**Selected excerpt**:
In contrast to E. goetzii (the type species of Engleromyces), E. sinensis has smaller spores, and an apical apparatus that is T-shaped rather than cuboid. E. goetzii fruit bodies can grow quite large–"to the size of a football"– and weigh up to 4 kg. They only grow on the African alpine bamboo (Yushania alpina). The Siamese jelly ball fungus, Gelatinomyces siamensis, produces fruit bodies that are superficially similar to those of E. sinensis. However, the former are smaller, have a gelatinous texture, and are only found in Thailand, where they grow on bamboo culms and branches at elevations ranging from 390–840 m.

==Habitat and distribution==
Engleromyces sinensis is known only from China, including its type location in Yunnan, China, in Yulong County. The fungus has also been collected from Mêdog County (Tibet), where it was found growing in a coniferous forest. It has been collected at elevations between 2000 to 3500 m. Fruit bodies grow on and partially envelop bamboo culms. Specifically, E. sinensis has been recorded from a species of bamboo variously known as Fargesia melanostachys or F. yulongshanensis, depending on the authority. Engleromyces collections made in Nepal, initially identified as E. goetzii, are likely to be E. sinensis.

**Exercises to complete**:
A) In the Engleromyces excerpt, what plant do E. goetzii fruit bodies grow on?
B) List every fungus species named by its scientific name in the Engleromyces excerpt.
C) Duplicate the portion of the Engleromyces excerpt that starts at the words "In contrast to" and ends after "from 390–840 m.".
The records are separate material with no connection to the Engleromyces excerpt.

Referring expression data

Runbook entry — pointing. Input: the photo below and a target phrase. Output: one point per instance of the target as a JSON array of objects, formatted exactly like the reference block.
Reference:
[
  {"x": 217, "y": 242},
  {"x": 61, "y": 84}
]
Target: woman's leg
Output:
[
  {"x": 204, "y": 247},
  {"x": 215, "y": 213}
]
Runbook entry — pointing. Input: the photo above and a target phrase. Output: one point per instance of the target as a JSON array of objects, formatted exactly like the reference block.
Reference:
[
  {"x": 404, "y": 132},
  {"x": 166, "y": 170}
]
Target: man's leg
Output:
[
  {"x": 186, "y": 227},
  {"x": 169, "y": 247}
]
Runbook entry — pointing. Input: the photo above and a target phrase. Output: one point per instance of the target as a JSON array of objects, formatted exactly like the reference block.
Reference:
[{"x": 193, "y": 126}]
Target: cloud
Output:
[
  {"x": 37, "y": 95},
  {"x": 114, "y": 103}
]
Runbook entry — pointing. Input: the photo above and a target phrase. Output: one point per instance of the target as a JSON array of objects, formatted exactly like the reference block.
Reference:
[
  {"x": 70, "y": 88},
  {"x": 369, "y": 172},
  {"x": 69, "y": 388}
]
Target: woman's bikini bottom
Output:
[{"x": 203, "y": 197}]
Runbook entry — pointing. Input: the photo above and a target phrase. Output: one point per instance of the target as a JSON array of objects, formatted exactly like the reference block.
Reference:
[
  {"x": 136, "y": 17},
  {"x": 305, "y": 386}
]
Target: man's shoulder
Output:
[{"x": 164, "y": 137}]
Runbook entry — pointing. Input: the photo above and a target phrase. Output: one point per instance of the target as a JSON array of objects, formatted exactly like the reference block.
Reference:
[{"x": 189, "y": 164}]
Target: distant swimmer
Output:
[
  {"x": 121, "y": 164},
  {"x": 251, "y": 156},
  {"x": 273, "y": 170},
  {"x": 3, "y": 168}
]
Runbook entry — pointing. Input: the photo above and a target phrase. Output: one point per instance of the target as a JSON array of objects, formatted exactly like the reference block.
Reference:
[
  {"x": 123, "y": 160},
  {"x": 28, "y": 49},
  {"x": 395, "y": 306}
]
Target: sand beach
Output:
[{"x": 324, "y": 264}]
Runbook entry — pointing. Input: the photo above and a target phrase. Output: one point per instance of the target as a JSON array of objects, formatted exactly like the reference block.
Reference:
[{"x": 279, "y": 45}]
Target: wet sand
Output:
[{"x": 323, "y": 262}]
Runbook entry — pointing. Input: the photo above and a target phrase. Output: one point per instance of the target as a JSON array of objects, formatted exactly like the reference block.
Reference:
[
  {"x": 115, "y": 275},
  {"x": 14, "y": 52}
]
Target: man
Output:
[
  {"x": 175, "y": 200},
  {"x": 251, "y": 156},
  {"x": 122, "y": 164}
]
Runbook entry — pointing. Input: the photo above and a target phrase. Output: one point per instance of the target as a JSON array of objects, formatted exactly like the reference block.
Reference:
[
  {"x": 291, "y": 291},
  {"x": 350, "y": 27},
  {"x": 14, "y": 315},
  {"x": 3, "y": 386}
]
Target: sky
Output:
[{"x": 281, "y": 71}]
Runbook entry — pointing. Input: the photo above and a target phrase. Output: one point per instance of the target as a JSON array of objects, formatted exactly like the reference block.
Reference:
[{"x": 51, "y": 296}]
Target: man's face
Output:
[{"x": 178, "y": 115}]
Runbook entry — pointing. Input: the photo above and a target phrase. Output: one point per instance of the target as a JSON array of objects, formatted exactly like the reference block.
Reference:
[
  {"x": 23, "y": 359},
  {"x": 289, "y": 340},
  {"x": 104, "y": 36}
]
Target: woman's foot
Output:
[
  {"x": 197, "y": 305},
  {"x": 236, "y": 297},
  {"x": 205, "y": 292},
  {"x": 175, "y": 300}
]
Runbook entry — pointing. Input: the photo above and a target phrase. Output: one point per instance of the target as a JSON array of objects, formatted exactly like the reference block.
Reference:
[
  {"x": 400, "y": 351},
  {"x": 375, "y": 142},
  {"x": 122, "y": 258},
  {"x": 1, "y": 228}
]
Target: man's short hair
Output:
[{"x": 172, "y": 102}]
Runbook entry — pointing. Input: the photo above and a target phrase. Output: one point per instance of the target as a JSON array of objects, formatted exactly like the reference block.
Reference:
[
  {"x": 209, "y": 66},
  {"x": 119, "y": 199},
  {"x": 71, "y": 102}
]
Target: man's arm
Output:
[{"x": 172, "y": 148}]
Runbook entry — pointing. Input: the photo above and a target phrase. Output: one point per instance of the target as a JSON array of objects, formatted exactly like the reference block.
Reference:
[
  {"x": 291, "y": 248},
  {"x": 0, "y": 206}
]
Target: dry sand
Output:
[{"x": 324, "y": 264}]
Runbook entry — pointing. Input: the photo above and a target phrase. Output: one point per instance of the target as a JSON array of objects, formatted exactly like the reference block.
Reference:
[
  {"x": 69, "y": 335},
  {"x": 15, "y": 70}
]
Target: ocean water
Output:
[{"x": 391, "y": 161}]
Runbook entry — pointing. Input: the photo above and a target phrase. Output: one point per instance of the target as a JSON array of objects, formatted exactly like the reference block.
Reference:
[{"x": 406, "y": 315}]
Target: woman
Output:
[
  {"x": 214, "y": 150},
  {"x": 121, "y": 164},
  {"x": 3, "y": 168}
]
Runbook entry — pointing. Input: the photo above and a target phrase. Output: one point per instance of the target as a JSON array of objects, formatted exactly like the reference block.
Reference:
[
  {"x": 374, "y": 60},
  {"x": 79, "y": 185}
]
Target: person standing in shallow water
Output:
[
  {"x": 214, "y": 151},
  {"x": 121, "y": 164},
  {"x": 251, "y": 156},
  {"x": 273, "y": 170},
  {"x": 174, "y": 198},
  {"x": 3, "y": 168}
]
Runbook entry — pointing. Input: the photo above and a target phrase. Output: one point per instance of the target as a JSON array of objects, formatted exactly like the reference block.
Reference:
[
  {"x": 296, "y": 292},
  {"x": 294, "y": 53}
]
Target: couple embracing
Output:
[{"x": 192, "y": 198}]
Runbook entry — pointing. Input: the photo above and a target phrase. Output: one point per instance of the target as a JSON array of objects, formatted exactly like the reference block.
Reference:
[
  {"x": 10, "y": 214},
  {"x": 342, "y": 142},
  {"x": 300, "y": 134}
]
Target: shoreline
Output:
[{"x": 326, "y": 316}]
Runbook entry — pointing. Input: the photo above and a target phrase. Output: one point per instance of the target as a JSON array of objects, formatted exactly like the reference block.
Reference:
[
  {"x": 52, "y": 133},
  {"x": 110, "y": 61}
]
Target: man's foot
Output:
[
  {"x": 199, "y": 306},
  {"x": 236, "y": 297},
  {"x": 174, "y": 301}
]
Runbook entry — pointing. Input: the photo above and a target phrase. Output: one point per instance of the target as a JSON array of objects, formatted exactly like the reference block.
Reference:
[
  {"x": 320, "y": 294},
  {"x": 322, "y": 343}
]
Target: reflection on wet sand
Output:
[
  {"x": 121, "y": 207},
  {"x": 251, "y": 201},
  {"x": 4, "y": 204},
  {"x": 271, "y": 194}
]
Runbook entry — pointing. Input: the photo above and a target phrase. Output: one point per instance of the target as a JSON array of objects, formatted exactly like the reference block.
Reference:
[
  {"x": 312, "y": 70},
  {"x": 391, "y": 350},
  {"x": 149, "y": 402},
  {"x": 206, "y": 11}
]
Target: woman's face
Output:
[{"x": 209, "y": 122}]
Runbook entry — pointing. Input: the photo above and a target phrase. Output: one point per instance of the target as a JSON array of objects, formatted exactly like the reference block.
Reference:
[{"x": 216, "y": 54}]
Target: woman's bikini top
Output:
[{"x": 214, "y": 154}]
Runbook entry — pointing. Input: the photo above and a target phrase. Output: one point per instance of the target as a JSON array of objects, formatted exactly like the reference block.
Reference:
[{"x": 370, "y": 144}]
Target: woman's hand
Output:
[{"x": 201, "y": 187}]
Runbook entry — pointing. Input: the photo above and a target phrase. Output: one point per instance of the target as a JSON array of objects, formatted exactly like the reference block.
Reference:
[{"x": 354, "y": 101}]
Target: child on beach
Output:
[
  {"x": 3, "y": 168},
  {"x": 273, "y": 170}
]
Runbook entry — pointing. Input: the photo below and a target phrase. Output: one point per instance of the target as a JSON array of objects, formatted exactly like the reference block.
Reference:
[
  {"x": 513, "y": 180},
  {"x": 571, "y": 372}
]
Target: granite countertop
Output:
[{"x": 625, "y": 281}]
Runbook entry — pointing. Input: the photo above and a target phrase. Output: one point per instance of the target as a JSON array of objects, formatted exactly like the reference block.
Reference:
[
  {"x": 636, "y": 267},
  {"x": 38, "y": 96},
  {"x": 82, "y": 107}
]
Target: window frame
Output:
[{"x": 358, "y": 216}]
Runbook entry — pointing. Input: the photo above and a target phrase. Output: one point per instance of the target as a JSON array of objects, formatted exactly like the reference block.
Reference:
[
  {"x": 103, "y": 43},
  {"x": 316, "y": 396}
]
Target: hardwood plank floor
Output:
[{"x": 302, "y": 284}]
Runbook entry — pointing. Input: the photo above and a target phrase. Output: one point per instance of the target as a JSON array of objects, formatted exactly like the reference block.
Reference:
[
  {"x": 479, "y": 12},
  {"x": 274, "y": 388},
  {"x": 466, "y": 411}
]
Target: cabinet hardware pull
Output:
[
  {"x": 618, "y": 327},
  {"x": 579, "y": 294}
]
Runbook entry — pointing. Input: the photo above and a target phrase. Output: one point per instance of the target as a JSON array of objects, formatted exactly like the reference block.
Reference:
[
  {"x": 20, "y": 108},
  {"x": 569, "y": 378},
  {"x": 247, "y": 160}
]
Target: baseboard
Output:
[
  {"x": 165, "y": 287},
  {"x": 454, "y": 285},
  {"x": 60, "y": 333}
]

**Solutions in order**:
A) They grow only on the African alpine bamboo (Yushania alpina).

B) E. goetzii, E. sinensis, Gelatinomyces siamensis

C)
In contrast to E. goetzii (the type species of Engleromyces), E. sinensis has smaller spores, and an apical apparatus that is T-shaped rather than cuboid. E. goetzii fruit bodies can grow quite large–"to the size of a football"– and weigh up to 4 kg. They only grow on the African alpine bamboo (Yushania alpina). The Siamese jelly ball fungus, Gelatinomyces siamensis, produces fruit bodies that are superficially similar to those of E. sinensis. However, the former are smaller, have a gelatinous texture, and are only found in Thailand, where they grow on bamboo culms and branches at elevations ranging from 390–840 m.